Reading passage:
######

This invention relates to ink jet systems and, more particularly, to a new and improved ink jet head with an ink usage sensor for use in an ink jet system.
Conventional ink jet systems have an ink jet head containing an ink reservoir in which a low ink level is detected by a sensor to initiate replenishment of the ink in the head reservoir from a remote supply connected to the head. Certain ink jet systems provide an ink jet head which is replaceable and is intended to be replaced when the ink supply in the reservoir is exhausted. In such heads, a low-ink sensor will terminate operation of the head or else provide a warning signal to the operator, indicating that the ink supply is low. If the head merely stops printing when a low level is detected, it may stop in the middle of a page of text, requiring the page to be started over again when the head has been replaced. If the head is permitted to continue printing, the ink may run out during continued printing before the head has been replaced, which could also require part of a page of text to be reprinted.
Another form of low-ink detector, described, for example, in the Gatten U.S. Pat. No. 5,068,806, detects the number of ink drops ejected by the ink jet head and, when the number of drops corresponding to the nominal capacity of the ink reservoir has been ejected, a message is printed by the printer advising the operator to provide a new ink supply, after which the ink-drop counter is reset by the operator. In the ink jet system described in that patent, however, the number of drops ejected is counted and retained by a memory in the system control computer, so that the remaining ink information is lost if an ink jet head or ink cartridge is moved from one ink jet system to another.
Moreover, if the reservoir in a hot melt ink jet head in which residual ink has solidified is refilled with a fixed quantity of hot melt ink, cumulative errors resulting from variations in the amount of hot melt ink left at the time of refill can cause overfilling of the reservoir or permit the reservoir to run dry if a fixed number of drops is used as the basis for determining when the head should be replaced.
European Patent No. 0 426 692 discloses an ink jet printer system supplied with ink from a nonreusable reservoir containing ink retained in balloons. To avoid refilling and reuse of the reservoir, which could result in overfilling or running dry as discussed above, the reservoir of this patent contains a fuse which is blown to break an electrical circuit, preventing further use when the ink in the reservoir falls below a selected value.
Accordingly, it is an object of the present invention to provide a new and improved ink jet head with an ink usage sensor which overcomes the disadvantages of the prior art.
Another object of the invention is to provide an ink jet head with an ink usage sensor which prevents lost images when the printhead reservoir runs low on ink and which can be refilled and reused without cumulative errors in the quantity of ink contained in the reservoir.
A further object of the invention is to provide a replaceable hot melt ink jet head with a refillable reservoir.

######

Dataset entries:
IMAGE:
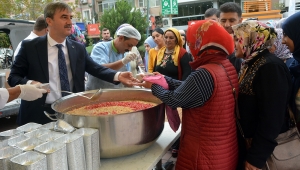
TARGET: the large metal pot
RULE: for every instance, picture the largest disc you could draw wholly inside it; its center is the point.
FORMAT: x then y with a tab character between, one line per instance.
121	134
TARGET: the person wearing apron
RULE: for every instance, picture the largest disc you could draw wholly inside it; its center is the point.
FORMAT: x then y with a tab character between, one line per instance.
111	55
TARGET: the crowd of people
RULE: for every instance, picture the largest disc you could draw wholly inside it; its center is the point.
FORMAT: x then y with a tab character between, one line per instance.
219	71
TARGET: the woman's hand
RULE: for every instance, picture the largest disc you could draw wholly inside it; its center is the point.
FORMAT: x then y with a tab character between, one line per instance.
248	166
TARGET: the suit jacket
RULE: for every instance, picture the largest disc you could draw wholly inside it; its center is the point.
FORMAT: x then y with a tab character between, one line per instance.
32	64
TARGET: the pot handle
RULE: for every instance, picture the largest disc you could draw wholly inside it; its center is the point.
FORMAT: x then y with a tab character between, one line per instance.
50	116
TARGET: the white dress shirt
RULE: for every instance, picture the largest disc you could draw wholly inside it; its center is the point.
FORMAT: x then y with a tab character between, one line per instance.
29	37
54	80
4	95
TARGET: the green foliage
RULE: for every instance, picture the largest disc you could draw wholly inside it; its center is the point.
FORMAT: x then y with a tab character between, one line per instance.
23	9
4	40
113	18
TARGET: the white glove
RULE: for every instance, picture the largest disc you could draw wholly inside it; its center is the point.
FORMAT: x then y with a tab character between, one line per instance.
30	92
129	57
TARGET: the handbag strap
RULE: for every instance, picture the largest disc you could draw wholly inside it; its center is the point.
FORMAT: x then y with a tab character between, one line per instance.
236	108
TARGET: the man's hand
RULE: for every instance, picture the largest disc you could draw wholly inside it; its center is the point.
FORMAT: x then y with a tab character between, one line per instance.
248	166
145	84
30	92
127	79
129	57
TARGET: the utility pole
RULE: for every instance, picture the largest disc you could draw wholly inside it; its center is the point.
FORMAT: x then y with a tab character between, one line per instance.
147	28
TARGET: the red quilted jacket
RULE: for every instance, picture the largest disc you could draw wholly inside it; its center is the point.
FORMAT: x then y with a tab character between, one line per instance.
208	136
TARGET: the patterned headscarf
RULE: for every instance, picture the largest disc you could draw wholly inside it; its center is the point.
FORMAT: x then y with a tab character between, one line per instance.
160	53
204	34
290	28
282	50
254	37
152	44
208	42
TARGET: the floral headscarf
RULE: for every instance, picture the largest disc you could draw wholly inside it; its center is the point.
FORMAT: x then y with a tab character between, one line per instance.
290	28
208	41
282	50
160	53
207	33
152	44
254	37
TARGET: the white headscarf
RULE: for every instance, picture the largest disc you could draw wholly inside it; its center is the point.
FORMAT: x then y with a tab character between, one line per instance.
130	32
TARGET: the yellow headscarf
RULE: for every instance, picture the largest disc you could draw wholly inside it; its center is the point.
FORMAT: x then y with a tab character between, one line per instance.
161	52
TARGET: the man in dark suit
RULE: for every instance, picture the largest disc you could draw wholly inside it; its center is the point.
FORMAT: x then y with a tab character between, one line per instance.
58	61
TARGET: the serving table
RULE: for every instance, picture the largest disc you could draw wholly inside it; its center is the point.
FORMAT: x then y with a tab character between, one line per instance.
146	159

######

Challenge 1: Show each line of the records that contains the word "jacket", treating uppercase and lowercase as different.
Challenge 2: Write what comes next in the passage about the ink jet head with an ink usage sensor, picking up after its final sentence.

Final answer 1:
TARGET: the suit jacket
TARGET: the red quilted jacket

Final answer 2:
These and other objects of the invention are attained by providing an ink jet head having an ink reservoir along with a nonvolatile memory and an ejected ink-drop counter and a counter control arrangement to initiate drop counting only when the reservoir has been filled by an appropriate source at which the quantity of ink in the reservoir can be determined accurately.
In one embodiment, the ink jet head is supplied with a nonvolatile memory and a counter for counting ejected ink drops, both of which are incorporated in the structure of the ink jet head, and the nonvolatile memory requires a special code for resetting. In another embodiment, the ink jet head is provided with a fuse which is inserted in the head when properly filled or refilled and a counter associated with the operation of the ink jet head is reset when the fuse is detected and, in turn, blows the fuse when use of the head is initiated.
Further objects and advantages of the invention will be apparent from a reading of the following description in conjunction with the accompanying drawings, in which:
FIG. 1 is a schematic plan view showing a representative embodiment of an ink jet system containing an ink jet head in accordance with the invention;
FIG. 2 is a schematic perspective view illustrating the arrangement of a representative embodiment of an ink jet head having an ink usage sensor in accordance with the invention;
FIG. 3 is a graphical representation showing the signals generated by the control unit for the ink jet head of FIGS. 1 and 2 and a related ink usage sensor; and
FIG. 4 is a schematic block diagram showing the arrangement of another representative embodiment of the invention.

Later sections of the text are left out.